- **About this task**:
Give again, unaltered, the lines of the listing below that run from the line having "target: blurred foliage" through the line having "105 499 L 275".

- **Data provided**:
- - - -
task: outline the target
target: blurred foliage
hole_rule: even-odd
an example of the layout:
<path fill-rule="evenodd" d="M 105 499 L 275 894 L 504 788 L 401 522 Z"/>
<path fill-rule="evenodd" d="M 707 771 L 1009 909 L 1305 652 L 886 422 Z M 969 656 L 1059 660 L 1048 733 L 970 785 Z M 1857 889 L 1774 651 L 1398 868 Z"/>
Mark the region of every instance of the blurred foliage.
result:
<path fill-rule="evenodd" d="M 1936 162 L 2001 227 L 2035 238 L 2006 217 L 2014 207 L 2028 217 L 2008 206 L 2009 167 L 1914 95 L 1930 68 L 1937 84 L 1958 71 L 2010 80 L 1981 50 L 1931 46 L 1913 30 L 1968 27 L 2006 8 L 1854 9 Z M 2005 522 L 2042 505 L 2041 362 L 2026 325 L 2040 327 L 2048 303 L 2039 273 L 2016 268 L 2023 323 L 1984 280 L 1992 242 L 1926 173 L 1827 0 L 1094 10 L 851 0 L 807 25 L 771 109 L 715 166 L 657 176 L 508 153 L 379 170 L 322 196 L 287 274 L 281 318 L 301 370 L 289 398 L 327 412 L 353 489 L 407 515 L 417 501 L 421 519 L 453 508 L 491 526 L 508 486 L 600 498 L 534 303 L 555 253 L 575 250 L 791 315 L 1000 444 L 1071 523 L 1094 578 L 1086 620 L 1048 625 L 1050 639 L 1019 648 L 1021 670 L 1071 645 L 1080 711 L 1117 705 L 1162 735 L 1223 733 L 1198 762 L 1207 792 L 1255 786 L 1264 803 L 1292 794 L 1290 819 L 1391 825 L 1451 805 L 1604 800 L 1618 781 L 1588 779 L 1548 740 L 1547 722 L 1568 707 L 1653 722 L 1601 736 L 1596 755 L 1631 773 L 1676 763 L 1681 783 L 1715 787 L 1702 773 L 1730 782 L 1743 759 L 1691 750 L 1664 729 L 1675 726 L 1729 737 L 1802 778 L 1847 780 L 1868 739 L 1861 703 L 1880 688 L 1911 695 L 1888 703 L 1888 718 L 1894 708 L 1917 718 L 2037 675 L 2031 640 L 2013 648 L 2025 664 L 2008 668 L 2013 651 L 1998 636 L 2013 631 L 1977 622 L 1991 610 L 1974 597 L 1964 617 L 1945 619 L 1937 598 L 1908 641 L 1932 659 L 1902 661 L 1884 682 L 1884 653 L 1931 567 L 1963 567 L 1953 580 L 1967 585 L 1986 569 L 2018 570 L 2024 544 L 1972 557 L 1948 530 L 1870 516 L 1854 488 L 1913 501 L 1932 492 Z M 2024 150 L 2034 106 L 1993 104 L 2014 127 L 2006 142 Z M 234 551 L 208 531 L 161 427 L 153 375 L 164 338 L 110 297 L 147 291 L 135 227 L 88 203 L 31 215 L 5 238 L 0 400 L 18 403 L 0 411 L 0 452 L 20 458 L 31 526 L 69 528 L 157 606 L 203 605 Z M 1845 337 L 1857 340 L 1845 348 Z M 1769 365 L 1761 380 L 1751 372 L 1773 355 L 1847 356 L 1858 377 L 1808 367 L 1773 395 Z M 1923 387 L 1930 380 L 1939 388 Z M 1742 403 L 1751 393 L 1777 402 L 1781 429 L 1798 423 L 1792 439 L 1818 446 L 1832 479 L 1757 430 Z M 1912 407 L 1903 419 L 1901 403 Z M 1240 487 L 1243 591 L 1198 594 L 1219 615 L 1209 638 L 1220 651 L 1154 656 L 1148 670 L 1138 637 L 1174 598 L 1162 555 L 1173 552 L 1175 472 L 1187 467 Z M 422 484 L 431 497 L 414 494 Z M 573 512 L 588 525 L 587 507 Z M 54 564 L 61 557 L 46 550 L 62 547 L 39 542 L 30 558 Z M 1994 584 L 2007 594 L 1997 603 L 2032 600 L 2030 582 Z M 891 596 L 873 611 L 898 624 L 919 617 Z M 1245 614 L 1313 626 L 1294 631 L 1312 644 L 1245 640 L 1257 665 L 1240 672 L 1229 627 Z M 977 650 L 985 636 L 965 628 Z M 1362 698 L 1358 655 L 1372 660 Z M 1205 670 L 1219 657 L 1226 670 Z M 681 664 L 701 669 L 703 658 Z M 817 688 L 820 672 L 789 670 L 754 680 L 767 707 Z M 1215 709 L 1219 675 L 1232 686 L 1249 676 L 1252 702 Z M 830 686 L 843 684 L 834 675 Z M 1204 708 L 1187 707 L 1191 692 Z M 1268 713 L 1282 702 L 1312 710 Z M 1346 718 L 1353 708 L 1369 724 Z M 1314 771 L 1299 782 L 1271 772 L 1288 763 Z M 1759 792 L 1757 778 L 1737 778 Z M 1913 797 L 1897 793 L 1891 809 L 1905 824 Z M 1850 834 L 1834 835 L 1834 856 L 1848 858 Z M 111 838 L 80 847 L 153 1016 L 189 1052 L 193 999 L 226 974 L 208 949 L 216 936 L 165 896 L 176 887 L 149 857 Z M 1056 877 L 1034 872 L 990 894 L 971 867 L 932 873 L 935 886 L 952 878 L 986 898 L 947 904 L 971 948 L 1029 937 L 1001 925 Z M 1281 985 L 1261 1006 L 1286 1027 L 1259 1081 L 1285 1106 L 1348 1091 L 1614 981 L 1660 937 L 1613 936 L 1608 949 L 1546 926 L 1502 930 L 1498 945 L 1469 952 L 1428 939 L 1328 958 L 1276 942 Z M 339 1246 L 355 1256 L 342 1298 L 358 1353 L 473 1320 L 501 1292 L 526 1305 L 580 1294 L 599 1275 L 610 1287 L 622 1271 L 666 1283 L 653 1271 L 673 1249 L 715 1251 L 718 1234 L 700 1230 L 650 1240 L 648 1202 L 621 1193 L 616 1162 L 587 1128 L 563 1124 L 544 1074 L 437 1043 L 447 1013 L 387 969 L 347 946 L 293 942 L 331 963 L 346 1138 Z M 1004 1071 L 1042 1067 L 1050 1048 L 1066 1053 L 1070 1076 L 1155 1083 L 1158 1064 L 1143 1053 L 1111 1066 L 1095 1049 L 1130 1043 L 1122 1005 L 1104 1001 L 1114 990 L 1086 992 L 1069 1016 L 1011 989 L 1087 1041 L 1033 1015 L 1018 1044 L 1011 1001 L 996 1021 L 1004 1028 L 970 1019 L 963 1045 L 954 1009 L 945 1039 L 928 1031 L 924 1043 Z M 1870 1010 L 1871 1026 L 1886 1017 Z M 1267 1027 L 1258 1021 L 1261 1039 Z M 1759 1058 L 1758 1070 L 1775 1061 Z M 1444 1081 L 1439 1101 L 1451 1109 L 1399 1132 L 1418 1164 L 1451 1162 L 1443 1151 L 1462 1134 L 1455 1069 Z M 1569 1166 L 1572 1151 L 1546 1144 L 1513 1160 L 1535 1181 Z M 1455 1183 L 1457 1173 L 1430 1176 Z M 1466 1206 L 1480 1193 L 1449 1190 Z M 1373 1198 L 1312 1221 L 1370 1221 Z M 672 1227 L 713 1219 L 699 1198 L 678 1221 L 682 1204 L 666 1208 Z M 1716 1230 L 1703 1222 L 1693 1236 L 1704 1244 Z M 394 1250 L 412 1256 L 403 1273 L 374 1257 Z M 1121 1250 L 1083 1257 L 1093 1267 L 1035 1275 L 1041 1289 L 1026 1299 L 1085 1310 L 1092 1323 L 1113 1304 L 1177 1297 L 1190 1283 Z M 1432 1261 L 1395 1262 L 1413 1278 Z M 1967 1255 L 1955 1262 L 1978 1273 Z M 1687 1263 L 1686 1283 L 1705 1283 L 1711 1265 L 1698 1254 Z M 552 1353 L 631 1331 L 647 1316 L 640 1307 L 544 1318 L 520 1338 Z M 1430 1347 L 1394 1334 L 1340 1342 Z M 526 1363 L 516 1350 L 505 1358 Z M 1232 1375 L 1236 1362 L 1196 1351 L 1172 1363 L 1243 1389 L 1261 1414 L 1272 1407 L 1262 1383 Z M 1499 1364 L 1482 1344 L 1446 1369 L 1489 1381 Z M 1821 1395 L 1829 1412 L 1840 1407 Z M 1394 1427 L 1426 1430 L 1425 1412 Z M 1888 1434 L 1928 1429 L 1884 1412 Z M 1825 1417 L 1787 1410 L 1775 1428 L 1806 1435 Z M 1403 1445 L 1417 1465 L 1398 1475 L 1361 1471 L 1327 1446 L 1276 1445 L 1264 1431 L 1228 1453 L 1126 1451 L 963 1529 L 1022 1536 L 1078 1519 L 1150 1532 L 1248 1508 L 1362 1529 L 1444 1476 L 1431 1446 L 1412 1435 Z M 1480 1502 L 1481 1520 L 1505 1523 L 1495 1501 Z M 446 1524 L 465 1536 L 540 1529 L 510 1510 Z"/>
- - - -
- **Solution for this exercise**:
target: blurred foliage
hole_rule: even-odd
an example of the layout:
<path fill-rule="evenodd" d="M 105 499 L 275 894 L 504 788 L 401 522 Z"/>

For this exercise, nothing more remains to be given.